_Work to complete_
Can you copy the stretch of material from the line containing "Please examine the image above and detect the sofa" through the end of the material, requests included, with every bounding-box coordinate in the answers shifted by -54?

+-------+

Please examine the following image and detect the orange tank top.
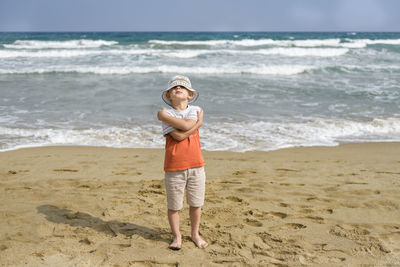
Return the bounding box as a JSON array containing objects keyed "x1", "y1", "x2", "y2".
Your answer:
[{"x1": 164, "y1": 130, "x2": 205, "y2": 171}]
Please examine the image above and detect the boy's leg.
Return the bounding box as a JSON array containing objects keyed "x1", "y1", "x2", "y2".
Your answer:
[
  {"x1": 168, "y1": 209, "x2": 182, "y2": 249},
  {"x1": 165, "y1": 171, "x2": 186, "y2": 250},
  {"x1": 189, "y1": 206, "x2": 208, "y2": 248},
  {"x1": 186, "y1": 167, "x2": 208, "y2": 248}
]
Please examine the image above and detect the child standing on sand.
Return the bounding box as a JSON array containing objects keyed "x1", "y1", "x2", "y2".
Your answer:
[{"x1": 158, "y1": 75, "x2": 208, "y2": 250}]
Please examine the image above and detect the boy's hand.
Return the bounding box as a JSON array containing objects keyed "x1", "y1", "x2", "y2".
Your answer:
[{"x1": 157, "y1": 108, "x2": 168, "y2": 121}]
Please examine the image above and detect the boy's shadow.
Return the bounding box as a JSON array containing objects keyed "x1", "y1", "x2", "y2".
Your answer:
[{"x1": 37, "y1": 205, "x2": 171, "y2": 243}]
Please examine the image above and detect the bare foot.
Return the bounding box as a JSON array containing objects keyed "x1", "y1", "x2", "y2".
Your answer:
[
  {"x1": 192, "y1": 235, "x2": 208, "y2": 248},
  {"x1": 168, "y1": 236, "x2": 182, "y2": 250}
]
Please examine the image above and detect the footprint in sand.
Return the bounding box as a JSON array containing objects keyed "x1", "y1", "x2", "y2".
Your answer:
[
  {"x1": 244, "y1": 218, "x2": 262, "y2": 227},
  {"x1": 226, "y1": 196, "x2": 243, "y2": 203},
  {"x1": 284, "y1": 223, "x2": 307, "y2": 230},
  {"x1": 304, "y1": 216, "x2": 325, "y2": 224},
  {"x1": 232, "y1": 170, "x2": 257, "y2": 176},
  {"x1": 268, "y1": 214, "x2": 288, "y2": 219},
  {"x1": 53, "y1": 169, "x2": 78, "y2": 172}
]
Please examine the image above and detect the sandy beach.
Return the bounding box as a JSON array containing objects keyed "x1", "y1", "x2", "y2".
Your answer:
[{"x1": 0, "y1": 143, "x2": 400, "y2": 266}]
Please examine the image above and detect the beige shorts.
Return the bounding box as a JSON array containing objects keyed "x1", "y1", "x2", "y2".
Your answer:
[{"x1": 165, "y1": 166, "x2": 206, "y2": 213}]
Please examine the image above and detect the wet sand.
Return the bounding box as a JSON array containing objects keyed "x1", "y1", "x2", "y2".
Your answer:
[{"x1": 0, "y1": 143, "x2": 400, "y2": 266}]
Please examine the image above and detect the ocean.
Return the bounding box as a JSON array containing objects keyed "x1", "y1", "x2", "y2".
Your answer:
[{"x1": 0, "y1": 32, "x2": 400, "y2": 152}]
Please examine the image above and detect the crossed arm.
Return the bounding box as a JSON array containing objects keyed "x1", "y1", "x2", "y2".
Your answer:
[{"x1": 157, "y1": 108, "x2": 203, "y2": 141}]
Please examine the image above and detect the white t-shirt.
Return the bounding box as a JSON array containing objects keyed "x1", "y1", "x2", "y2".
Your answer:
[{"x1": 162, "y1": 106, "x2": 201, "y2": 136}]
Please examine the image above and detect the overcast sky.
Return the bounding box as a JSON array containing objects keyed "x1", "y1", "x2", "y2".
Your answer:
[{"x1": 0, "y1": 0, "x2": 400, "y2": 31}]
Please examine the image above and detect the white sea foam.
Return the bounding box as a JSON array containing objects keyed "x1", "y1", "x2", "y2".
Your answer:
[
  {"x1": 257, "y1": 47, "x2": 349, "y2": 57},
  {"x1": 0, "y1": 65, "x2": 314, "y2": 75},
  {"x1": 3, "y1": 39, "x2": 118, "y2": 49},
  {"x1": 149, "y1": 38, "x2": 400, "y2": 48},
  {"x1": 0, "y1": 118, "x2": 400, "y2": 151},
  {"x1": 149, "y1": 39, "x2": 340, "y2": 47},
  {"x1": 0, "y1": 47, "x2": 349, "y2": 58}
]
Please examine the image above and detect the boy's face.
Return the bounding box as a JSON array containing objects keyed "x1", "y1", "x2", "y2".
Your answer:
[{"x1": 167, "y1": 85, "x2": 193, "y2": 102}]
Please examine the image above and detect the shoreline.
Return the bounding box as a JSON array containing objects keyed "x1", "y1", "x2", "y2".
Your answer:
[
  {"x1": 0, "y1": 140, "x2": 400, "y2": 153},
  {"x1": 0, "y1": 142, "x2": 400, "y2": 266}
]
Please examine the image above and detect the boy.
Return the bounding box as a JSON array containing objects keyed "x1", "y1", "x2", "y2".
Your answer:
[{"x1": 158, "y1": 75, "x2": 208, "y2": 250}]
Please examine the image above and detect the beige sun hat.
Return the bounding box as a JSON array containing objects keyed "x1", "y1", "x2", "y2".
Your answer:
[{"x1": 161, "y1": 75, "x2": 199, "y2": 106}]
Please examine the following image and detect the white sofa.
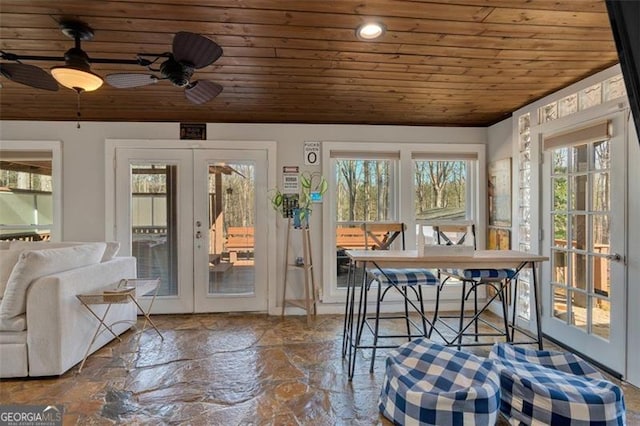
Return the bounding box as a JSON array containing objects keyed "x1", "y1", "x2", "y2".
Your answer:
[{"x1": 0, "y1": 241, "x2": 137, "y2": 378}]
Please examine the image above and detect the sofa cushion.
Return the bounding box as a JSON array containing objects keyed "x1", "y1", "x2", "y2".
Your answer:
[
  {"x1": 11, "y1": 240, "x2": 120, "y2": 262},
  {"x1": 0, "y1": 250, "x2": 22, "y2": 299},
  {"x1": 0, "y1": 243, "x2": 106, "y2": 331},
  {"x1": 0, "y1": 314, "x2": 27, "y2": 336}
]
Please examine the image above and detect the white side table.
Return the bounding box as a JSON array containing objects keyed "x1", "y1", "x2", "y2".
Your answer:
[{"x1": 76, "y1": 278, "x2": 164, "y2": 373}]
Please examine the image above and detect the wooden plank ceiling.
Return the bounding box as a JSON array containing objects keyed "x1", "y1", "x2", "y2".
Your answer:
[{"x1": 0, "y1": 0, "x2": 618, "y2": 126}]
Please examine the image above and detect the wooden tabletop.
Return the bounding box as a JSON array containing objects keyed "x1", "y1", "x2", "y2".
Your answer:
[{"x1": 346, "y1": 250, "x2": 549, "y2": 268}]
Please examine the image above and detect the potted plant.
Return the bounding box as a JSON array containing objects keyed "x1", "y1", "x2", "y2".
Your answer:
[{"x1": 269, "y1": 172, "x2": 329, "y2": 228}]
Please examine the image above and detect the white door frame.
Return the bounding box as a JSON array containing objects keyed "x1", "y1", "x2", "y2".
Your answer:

+-------+

_Output of the exercise_
Please examine the image above and detect the sofa cushion.
Return the bounding box as a JSON array containing objects keyed "x1", "y1", "x2", "y2".
Your answer:
[
  {"x1": -43, "y1": 186, "x2": 66, "y2": 208},
  {"x1": -54, "y1": 196, "x2": -32, "y2": 245},
  {"x1": -54, "y1": 189, "x2": 52, "y2": 277},
  {"x1": -54, "y1": 260, "x2": -27, "y2": 282}
]
Please examine the image above and detect the white side table.
Return the bounding box as a JSON array containing objects keyed "x1", "y1", "x2", "y2".
Your answer:
[{"x1": 22, "y1": 224, "x2": 110, "y2": 319}]
Please examine the image above and detect the wooden plank ceiling.
Return the bounding box as a JSON array containing objects keyed "x1", "y1", "x2", "y2".
Your answer:
[{"x1": -54, "y1": -54, "x2": 564, "y2": 72}]
Please examine the image above and detect the wooden tabletop.
Return the bounding box as a JSON array containing objects keyed "x1", "y1", "x2", "y2".
Your answer:
[{"x1": 292, "y1": 196, "x2": 495, "y2": 214}]
Please examine the image above and detect the potted plant.
Return the bounding box as a JSON array containing objects keyed "x1", "y1", "x2", "y2".
Your answer:
[{"x1": 215, "y1": 118, "x2": 275, "y2": 174}]
Please examine the image above and detect the white door frame.
Return the bounding box as a JSON array containing objects keyed "x1", "y1", "x2", "y2".
Your answer:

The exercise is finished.